#### Quoted passage:
━━━━
[3529] in cryptography@c2.net mail archive
Re: bank consortium to form CA
daemon@ATHENA.MIT.EDU (Robert Hettinga)
Thu Oct 22 15:37:04 1998
In-Reply-To: <199810220004.UAA01349@smb.research.att.com>
Date: Wed, 21 Oct 1998 23:52:55 -0400
To: cryptography@c2.net, dcsb@ai.mit.edu,
Digital Bearer Settlement List <dbs@philodox.com>
From: Robert Hettinga <rah@shipwright.com>
At 8:04 PM -0400 on 10/21/98, Steve Bellovin wrote:
> According to the Wall Street Journal (online WSJ subscribers can see
> http://interactive.wsj.com/articles/SB908925664656288500.htm), eight
> banks -- Bank of America, Citibank, Chase Manhattan, Bankers Trust,
> ABN Amro Bank NV, Barclay's PLC, Deutsche Bank AG, and Hypo Vereinsbank AG
> -- are forming a certificate authority consortium.
I tried to do this, once. It didn't work. ;-).
Seriously. Ask Froomkin and Thayer about it.
Well, okay, not *too* seriously, but you get the idea.
I expect that the above is Yet Another Banking Consortium. Navel gazing is
fun, and all, but not usually lucrative.
I mean, I'm still waiting to see if the FSTC can really, commercially,
deliver a glorified SMTP box which will test the "signature" on the
equivalent of a glorified PGP signed message, decrement a glorified DDA GL
entry, and send out a glorified ACH message on a glorified proprietary
network after that. The only people who've managed to do *that* so far have
had a glorified gun at their head and spend untold glorified samoleans for
the privilege. (Well, okay, but the people sending the check *were* in the
Pentagon, right? Maybe they were all in it for all the, uh, glory? :-))
Oh. Right. And then there's the ABA, who are now shocked, absolutely
shocked, that someone would steal *their* "we're going to be the root CA
for the whole financial system" idea, and not at least give *them* credit
for it. :-). Of course, they're probably going to have to fight Verisign
for actual precedence, but, hey, it's all about who can shout the loudest
at the right Congressman, right?
━━━━
#### Raw records:
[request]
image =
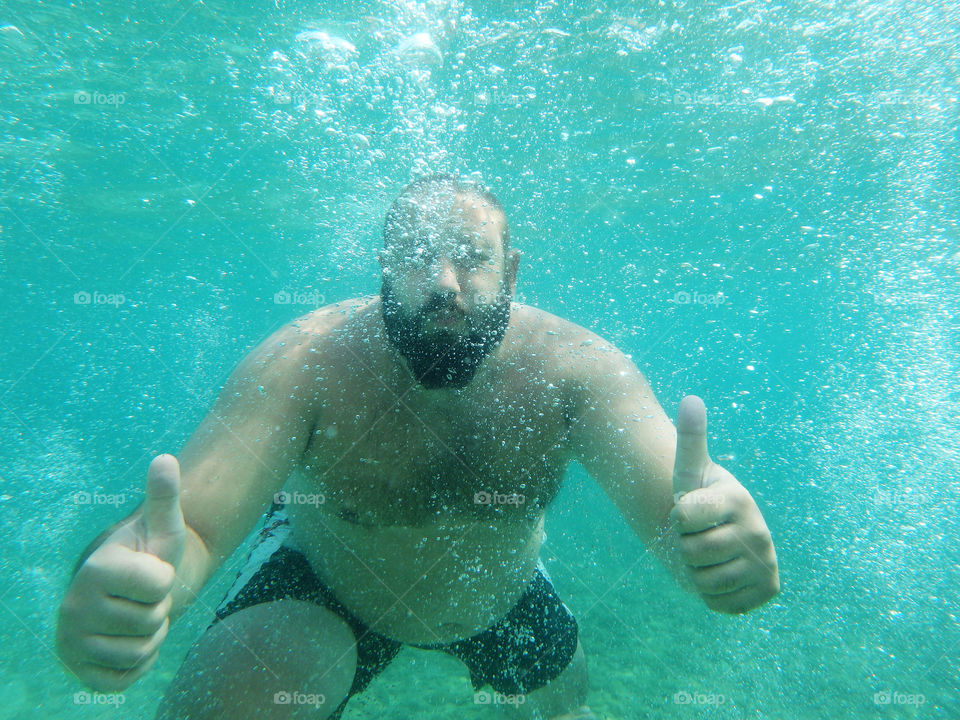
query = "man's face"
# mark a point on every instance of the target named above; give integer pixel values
(446, 290)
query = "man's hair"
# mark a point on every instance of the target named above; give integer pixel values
(421, 191)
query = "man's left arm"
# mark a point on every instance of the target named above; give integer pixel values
(690, 512)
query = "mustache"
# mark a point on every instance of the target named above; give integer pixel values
(439, 304)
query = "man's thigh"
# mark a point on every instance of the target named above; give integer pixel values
(281, 659)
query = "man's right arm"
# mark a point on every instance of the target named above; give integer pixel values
(239, 456)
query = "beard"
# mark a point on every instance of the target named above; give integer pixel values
(441, 358)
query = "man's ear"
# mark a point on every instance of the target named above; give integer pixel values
(510, 264)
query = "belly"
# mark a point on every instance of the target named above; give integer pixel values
(431, 584)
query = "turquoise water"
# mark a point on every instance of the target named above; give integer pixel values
(757, 201)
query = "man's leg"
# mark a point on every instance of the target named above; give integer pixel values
(272, 660)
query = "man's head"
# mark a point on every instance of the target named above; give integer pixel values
(448, 278)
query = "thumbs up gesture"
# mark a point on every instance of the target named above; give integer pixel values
(723, 539)
(115, 614)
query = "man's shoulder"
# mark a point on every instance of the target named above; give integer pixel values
(533, 324)
(321, 321)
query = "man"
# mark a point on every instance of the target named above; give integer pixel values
(418, 437)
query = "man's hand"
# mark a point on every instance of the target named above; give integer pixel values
(724, 541)
(115, 614)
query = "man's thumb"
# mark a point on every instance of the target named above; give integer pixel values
(692, 458)
(162, 518)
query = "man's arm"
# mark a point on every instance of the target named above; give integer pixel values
(238, 457)
(623, 439)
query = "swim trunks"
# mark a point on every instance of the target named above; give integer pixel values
(526, 649)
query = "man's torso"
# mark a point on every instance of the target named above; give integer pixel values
(431, 521)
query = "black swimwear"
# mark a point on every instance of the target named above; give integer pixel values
━━━━
#### Goals:
1. According to the mailing list post, how many banks are forming the certificate authority consortium?
2. In the mailing list post, what reason is given for the ABA being shocked?
3. Print everything from "I expect that" down to "uh, glory? :-))" in the mailing list post.

#### Problem solutions:
1. Eight banks.

2. The ABA is shocked that someone would steal its idea of being the root CA for the whole financial system without at least giving it credit for that idea.

3.
I expect that the above is Yet Another Banking Consortium. Navel gazing is
fun, and all, but not usually lucrative.
I mean, I'm still waiting to see if the FSTC can really, commercially,
deliver a glorified SMTP box which will test the "signature" on the
equivalent of a glorified PGP signed message, decrement a glorified DDA GL
entry, and send out a glorified ACH message on a glorified proprietary
network after that. The only people who've managed to do *that* so far have
had a glorified gun at their head and spend untold glorified samoleans for
the privilege. (Well, okay, but the people sending the check *were* in the
Pentagon, right? Maybe they were all in it for all the, uh, glory? :-))